■ **Document passage**

# Project Description

This project involves training an `LSTM` on a document for Character level Modelling. 

The model is trained on the book by Jules Verne titled ` MYSTERIOUS ISLAND`, 1874

The Dataset can be downloaded for the project [here](https://www.gutenberg.org/files/1268/1268-0.txt)

Import relevant libraries

In [26]:
import numpy as np
import torch
import torch.nn as nn
from torch.utils.data import Dataset, DataLoader
from torch.distributions.categorical import Categorical

## Data Preprocessing 

-  Remove irrelevant text such as Title
- Copyright information

In [2]:
with open('data/1268-0.txt', 'r', encoding='utf-8') as f:
    text = f.read()

start_idx = text.find('THE MYSTERIOUS ISLAND')
end_idx = text.find('END OF THE PROJECT GUTENBERG EBOOK THE MYSTERIOUS ISLAND') 
text = text[start_idx:end_idx]

char_text = set(text)  # set of all unique characters in the text

print('Number of characters in the text: {}'.format(len(text)))
print('Number of unique characters in the text: {}'.format(len(char_text)))

Number of characters in the text: 1112300
Number of unique characters in the text: 80


### Create a Mapping that converts between Characters and Integers

In [3]:
sorted_chars = sorted(char_text)  # sorting the characters
char_array = np.array(sorted_chars)  
char2int = {ch:i for i,ch in enumerate(sorted_chars)}  # dictionary that maps each character to a unique integer

encoded_text = np.array([char2int[ch] for ch in text], dtype=np.int32)  # encoding the text

print('Encoded text length:', len(encoded_text))

print(text[:15], 'Encoded_text --->', encoded_text[:15])
print(encoded_text[15:30], 'Reversed Text --->', ''.join(char_array[encoded_text[15:30]]))

Encoded text length: 1112300
THE MYSTERIOUS  Encoded_text ---> [44 32 29  1 37 48 43 44 29 42 33 39 45 43  1]
[33 43 36 25 38 28  1  6  6  6  0  0  0  0  0] Reversed Text ---> ISLAND ***







In [4]:
for ch in text[:15]:
    print(ch, '--->', char2int[ch])

T ---> 44
H ---> 32
E ---> 29
  ---> 1
M ---> 37
Y ---> 48
S ---> 43
T ---> 44
E ---> 29
R ---> 42
I ---> 33
O ---> 39
U ---> 45
S ---> 43
  ---> 1


## Create a Dataset

- Use a specified sequence length of say n
- Divide the dataset into chunks of `n+1`
- `some_encoded_text[:n]` will represent the input sequence
- `some_encoded_text[1:n+1]` will represent the target sequence


In [5]:
seq_len = 40
chunk_size = seq_len + 1
chunks = len(encoded_text) // chunk_size

text_chunks = [encoded_text[i:i+chunk_size] for i in range(len(encoded_text)-chunk_size)]

class CharDataset(Dataset):
    def __init__(self, text_chunks):
        self.text_chunks = text_chunks
    
    def __len__(self):
        return len(self.text_chunks)

■ **Given records**
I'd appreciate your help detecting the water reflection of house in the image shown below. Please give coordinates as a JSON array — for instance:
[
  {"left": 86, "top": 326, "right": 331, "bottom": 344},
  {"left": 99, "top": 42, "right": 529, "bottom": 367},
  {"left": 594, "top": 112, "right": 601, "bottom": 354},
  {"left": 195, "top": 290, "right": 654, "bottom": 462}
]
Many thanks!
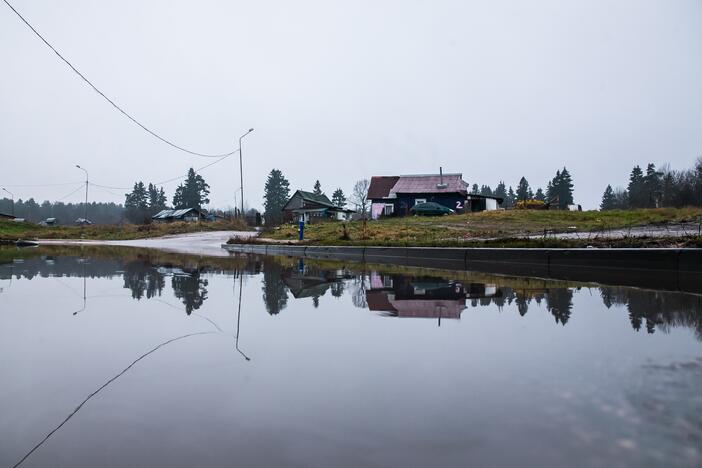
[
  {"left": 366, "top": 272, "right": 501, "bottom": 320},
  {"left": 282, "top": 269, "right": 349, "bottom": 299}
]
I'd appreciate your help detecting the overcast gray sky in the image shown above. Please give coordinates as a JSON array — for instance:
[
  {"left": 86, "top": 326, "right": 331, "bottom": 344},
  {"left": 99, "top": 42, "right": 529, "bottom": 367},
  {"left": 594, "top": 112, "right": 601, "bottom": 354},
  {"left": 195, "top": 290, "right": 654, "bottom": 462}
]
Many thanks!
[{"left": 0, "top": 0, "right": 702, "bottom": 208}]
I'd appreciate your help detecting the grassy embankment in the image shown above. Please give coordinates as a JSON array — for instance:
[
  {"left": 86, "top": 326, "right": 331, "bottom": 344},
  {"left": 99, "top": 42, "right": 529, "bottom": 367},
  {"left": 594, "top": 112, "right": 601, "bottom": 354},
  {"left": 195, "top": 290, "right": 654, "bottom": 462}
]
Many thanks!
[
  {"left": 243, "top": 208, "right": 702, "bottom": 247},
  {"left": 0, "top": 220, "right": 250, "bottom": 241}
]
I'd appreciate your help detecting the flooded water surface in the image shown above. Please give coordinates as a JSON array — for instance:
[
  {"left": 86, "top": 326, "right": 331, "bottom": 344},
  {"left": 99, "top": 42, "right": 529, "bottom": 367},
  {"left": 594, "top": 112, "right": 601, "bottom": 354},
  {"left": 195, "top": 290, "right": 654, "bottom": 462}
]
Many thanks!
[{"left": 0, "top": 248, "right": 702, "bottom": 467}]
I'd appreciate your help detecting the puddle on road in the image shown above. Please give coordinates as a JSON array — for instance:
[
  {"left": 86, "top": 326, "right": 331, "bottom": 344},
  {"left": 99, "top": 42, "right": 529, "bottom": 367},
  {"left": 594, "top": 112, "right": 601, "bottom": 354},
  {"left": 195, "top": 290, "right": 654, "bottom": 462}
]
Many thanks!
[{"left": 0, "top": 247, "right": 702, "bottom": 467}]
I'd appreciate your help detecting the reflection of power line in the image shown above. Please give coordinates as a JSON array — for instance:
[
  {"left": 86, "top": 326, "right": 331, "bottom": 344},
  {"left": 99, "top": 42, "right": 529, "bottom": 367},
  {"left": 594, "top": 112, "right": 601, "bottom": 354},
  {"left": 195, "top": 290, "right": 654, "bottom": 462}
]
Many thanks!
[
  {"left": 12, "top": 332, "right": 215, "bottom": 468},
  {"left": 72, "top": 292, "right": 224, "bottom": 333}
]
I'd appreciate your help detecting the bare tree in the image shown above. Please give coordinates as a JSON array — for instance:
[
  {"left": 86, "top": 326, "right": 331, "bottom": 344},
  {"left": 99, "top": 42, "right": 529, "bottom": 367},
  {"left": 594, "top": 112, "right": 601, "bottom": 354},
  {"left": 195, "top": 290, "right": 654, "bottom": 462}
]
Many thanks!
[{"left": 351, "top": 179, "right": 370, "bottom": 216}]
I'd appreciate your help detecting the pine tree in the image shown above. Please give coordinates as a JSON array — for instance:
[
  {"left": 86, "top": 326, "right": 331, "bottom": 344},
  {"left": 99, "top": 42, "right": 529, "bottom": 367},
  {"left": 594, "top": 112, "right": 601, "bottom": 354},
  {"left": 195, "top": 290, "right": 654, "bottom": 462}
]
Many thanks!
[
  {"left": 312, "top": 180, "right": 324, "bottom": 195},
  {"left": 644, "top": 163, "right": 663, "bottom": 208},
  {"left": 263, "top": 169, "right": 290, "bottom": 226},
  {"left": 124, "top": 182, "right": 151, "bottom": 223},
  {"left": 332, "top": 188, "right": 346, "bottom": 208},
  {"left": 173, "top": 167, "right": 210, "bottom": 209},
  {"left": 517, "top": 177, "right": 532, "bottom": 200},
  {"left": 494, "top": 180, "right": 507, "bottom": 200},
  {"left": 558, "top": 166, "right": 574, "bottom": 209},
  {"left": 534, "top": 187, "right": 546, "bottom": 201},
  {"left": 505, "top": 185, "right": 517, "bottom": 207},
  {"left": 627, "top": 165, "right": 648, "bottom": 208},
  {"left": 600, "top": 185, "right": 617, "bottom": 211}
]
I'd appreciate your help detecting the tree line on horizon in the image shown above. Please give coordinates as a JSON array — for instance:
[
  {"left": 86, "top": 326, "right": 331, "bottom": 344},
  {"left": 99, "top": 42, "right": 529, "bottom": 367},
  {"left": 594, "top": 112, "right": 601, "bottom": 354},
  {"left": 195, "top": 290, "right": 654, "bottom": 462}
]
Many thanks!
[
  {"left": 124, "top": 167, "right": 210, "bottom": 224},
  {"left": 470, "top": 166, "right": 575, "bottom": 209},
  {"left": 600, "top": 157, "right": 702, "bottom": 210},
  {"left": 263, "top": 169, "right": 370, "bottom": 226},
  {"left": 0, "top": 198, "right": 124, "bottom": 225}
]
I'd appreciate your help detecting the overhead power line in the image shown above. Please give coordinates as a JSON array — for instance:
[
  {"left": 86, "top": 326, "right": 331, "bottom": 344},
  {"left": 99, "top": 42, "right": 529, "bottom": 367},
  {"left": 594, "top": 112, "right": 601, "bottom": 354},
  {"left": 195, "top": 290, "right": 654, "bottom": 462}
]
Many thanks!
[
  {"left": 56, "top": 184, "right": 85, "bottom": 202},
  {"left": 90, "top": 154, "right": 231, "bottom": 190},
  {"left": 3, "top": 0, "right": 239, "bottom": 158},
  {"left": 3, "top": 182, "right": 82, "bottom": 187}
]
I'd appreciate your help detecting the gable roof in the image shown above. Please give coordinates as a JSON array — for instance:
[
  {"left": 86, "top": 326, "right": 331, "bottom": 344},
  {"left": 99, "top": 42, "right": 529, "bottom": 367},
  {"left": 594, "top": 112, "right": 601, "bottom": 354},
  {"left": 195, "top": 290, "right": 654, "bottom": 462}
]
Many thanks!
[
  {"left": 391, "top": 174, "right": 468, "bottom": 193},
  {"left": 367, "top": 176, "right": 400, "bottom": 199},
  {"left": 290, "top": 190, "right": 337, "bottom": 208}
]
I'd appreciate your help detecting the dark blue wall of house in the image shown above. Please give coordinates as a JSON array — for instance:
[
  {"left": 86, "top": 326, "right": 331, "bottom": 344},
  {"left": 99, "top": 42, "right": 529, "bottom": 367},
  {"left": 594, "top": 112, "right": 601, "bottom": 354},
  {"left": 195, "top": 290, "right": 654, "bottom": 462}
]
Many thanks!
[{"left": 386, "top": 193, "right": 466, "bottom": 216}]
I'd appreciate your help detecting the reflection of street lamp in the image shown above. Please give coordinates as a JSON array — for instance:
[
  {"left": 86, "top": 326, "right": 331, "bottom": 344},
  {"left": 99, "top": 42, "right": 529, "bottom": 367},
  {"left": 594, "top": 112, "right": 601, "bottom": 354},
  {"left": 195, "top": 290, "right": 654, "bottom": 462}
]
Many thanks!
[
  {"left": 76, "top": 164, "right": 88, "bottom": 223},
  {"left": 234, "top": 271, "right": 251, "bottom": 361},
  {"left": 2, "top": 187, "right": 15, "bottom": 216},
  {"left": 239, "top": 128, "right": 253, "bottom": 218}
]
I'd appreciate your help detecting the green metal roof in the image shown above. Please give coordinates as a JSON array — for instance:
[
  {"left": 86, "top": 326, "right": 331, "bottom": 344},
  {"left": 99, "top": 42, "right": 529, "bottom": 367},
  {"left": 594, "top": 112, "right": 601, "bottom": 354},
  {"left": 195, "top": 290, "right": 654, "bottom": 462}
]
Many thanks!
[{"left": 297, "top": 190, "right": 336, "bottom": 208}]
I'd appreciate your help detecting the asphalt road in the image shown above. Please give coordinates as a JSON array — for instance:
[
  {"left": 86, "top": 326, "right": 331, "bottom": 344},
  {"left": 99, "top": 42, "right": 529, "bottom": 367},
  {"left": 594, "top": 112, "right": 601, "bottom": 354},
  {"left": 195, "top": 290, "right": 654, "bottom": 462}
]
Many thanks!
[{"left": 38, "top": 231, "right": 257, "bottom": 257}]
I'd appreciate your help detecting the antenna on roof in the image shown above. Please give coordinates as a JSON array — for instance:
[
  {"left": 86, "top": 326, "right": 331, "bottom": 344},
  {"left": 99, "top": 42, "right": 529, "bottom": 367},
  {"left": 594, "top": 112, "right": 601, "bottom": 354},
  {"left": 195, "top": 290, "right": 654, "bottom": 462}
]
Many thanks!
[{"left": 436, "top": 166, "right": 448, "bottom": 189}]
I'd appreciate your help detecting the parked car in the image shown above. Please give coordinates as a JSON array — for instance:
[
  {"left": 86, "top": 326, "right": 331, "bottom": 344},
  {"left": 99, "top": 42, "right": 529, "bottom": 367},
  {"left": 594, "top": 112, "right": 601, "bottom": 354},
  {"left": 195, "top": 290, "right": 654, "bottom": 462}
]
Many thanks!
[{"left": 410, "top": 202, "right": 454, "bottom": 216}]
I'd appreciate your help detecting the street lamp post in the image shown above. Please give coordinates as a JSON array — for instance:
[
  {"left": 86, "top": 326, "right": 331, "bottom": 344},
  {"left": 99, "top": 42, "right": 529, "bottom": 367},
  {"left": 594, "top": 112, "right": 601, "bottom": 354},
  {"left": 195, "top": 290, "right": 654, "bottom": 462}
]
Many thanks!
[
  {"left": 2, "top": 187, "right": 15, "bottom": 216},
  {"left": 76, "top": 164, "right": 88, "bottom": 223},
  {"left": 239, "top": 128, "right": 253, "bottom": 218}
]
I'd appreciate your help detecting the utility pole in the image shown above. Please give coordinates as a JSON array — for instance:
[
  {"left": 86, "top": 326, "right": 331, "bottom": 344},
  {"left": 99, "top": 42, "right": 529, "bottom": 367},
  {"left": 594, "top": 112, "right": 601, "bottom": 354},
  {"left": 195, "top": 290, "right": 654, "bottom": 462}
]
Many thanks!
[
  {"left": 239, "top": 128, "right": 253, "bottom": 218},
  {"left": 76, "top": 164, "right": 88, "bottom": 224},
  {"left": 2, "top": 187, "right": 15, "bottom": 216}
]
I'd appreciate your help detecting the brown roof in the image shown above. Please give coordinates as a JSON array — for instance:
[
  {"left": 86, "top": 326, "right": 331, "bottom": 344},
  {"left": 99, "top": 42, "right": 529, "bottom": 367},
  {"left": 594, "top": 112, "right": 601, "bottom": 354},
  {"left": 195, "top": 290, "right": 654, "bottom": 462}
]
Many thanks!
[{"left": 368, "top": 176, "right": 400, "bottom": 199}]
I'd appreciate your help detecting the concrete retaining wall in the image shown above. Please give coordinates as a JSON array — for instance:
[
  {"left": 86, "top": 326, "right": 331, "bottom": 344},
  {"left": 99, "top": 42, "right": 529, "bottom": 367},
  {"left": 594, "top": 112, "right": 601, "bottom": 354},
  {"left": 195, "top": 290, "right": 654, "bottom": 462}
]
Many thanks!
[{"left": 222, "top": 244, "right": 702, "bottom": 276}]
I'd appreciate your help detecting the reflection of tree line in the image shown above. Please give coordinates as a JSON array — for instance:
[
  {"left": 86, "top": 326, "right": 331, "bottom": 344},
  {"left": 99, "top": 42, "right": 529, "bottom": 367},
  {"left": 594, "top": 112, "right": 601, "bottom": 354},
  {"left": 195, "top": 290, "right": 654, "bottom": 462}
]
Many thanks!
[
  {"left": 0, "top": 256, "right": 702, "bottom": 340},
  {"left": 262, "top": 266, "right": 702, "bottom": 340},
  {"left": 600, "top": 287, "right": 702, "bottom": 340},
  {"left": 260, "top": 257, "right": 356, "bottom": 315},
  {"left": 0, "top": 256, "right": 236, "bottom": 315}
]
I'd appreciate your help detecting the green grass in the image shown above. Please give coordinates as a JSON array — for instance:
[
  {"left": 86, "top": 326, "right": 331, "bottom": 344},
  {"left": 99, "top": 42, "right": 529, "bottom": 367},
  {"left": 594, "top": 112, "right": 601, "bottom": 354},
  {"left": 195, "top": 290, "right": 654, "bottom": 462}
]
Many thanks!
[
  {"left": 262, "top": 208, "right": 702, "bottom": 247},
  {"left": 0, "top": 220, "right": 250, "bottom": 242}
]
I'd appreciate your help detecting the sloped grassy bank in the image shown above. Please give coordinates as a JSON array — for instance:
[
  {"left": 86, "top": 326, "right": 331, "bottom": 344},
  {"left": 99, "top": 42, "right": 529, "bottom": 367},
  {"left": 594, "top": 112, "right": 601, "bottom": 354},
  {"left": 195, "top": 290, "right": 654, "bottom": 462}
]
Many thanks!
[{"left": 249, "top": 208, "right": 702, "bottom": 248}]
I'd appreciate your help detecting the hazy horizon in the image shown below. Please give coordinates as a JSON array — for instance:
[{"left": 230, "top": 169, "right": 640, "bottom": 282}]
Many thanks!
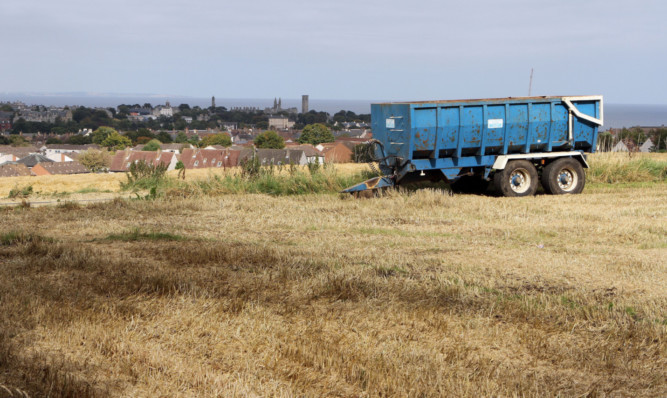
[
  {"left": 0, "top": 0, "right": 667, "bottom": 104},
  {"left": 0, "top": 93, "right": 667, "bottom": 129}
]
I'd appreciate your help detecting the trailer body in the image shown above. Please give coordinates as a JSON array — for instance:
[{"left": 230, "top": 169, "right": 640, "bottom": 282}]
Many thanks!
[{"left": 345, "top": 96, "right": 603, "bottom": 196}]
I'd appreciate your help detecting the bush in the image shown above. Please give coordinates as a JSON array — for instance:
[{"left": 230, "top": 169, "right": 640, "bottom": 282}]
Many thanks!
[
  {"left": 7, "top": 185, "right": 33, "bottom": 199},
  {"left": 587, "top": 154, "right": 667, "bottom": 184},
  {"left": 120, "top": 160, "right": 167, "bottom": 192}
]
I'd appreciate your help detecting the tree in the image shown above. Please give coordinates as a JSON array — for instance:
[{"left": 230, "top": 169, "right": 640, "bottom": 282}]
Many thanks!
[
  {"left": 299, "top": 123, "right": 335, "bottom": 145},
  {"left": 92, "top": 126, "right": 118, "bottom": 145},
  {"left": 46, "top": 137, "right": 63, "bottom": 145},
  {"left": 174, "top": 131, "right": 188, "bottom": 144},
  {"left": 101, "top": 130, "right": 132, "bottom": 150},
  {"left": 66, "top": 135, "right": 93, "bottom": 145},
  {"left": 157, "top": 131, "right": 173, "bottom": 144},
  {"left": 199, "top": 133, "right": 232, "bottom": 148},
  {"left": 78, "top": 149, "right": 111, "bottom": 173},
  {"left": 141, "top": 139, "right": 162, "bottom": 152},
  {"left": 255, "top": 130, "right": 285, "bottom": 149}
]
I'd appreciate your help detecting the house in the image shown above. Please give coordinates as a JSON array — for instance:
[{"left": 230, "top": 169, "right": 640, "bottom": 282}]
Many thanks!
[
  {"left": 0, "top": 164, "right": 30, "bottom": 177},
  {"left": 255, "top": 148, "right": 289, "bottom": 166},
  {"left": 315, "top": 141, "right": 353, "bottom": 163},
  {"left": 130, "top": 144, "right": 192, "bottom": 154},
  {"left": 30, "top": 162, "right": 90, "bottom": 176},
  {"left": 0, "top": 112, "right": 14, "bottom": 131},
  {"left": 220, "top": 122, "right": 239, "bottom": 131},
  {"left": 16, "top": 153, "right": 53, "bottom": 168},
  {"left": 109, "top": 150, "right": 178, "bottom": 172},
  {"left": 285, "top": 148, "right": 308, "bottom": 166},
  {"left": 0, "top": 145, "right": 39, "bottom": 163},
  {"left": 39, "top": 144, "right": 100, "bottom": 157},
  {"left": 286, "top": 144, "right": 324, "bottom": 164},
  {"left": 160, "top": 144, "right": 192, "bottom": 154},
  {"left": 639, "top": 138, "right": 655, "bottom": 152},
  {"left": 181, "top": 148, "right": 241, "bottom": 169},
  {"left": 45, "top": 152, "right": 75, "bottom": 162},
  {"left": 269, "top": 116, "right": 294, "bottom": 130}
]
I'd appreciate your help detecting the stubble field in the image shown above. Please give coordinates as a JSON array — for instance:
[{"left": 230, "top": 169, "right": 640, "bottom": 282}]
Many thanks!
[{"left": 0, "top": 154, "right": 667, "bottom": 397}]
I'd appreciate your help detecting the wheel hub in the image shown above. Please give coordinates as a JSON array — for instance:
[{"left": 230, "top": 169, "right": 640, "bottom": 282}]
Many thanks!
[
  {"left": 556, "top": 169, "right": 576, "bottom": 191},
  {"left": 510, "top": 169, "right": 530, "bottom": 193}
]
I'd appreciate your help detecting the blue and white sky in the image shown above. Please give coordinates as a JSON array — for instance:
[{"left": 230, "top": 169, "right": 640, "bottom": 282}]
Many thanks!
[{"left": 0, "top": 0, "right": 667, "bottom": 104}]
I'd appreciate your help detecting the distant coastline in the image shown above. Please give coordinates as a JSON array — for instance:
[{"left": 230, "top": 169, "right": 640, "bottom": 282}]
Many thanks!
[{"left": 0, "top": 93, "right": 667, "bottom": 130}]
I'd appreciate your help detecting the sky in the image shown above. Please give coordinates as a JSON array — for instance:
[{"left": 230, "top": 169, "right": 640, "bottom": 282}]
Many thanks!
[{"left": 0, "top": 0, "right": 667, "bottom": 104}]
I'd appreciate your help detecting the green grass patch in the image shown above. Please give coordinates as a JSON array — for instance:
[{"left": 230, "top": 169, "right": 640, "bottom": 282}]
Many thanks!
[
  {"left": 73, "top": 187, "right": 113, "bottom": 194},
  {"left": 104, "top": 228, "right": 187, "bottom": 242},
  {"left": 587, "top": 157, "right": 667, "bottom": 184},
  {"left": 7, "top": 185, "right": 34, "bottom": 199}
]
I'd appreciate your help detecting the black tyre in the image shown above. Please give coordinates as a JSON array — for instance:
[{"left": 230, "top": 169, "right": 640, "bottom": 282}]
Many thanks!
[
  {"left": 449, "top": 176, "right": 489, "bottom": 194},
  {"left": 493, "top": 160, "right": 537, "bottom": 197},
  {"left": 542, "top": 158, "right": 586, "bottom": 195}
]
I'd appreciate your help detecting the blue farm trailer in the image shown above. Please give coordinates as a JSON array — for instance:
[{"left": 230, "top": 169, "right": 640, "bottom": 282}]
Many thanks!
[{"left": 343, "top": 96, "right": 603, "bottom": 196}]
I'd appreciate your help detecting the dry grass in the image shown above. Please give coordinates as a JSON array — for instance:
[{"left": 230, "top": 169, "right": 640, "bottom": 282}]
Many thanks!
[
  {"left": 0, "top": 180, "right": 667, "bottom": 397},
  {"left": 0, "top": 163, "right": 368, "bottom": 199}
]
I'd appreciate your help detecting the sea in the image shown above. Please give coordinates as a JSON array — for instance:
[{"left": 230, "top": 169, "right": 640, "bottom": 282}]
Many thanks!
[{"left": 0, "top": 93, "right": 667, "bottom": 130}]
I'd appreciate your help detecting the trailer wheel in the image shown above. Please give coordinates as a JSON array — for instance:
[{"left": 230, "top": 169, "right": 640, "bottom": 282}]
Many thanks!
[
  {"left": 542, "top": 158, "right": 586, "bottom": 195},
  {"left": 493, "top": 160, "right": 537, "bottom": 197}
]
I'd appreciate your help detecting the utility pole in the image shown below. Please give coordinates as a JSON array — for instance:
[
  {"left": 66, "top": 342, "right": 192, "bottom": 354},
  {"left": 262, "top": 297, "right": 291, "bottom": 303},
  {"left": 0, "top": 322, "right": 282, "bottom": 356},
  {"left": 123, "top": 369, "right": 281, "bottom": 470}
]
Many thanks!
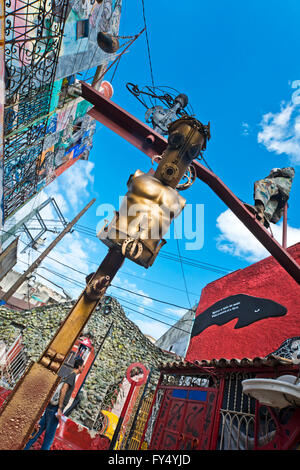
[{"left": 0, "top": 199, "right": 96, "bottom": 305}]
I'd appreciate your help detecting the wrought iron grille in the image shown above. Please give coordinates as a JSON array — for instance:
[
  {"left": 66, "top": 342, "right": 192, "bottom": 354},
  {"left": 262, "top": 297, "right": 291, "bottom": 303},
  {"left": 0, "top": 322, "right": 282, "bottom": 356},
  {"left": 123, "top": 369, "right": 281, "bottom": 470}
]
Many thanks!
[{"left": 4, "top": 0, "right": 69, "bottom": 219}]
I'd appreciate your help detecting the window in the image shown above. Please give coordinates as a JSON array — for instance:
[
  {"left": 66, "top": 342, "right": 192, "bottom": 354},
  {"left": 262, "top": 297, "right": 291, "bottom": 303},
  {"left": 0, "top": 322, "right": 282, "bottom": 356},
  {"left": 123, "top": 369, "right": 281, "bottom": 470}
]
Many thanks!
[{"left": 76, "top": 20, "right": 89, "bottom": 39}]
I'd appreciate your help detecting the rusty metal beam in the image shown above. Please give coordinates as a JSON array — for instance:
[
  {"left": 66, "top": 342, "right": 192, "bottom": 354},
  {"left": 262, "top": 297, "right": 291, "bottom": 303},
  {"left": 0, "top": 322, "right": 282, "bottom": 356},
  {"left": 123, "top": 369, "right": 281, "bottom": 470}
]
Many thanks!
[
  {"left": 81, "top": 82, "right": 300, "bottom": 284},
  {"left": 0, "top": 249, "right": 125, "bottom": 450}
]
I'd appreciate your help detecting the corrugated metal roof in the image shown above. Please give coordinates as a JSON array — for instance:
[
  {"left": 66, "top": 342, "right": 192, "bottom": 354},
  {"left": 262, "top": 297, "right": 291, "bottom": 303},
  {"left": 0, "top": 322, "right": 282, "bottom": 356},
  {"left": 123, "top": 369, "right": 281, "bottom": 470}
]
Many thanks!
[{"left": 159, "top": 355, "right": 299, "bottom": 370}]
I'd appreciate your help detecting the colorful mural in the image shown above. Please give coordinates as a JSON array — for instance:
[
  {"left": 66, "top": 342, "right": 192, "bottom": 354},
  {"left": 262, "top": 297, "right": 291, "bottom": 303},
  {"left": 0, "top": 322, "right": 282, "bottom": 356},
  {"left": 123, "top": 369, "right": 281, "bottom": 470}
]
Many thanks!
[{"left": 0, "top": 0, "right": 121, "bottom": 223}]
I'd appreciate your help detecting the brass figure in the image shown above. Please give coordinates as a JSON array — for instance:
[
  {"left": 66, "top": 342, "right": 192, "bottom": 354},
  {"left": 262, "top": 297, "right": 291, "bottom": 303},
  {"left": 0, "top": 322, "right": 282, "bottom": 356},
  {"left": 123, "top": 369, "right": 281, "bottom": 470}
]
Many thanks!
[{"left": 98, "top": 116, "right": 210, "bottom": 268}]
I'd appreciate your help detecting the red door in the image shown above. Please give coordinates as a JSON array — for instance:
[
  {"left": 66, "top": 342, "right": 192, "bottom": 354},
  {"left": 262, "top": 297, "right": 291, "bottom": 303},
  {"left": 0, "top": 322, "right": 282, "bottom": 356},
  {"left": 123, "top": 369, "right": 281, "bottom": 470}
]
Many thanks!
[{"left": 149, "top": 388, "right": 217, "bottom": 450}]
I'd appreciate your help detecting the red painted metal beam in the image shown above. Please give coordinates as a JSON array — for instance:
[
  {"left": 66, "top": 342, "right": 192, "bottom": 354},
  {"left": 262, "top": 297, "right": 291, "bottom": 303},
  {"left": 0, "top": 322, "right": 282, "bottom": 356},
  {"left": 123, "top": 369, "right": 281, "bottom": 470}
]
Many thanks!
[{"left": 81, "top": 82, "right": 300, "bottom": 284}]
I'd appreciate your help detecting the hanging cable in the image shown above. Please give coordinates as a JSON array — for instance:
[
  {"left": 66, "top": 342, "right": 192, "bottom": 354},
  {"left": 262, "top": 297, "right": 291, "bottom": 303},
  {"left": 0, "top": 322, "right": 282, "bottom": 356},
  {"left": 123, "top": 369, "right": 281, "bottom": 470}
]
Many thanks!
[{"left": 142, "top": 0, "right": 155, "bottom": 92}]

■ **Goals**
• 1. Reproduce the stretch of the character-level LSTM notebook from "print('Number of unique" through "char_array = np.array(sorted_chars)", swapping "sorted_chars" for "unique_chars".
• 2. Please pick up the character-level LSTM notebook from where it stops and carry it forward.

■ **Responses by task**
• 1.
print('Number of unique characters in the text: {}'.format(len(char_text)))

Number of characters in the text: 1112300
Number of unique characters in the text: 80


### Create a Mapping that converts between Characters and Integers

In [3]:
unique_chars = sorted(char_text)  # sorting the characters
char_array = np.array(unique_chars)

• 2.
    
    def __getitem__(self, idx):
        text_chunk = self.text_chunks[idx]
        return text_chunk[:-1].long(), text_chunk[1:].long()    

char_dataset  = CharDataset(torch.from_numpy(np.array(text_chunks)))
char_dataset

<__main__.CharDataset at 0x292c4198c10>

In [6]:
for i, (inp, target)  in enumerate(char_dataset):
    print('Encoded Input:\n', inp, '\nEncoded Target:\n', target)
    print('\nInput Token: ', repr(''.join(char_array[inp])))
    print('Target Token: ', repr(''.join(char_array[target])))
    break
    

Encoded Input:
 tensor([44, 32, 29,  1, 37, 48, 43, 44, 29, 42, 33, 39, 45, 43,  1, 33, 43, 36,
        25, 38, 28,  1,  6,  6,  6,  0,  0,  0,  0,  0, 44, 32, 29,  1, 37, 48,
        43, 44, 29, 42])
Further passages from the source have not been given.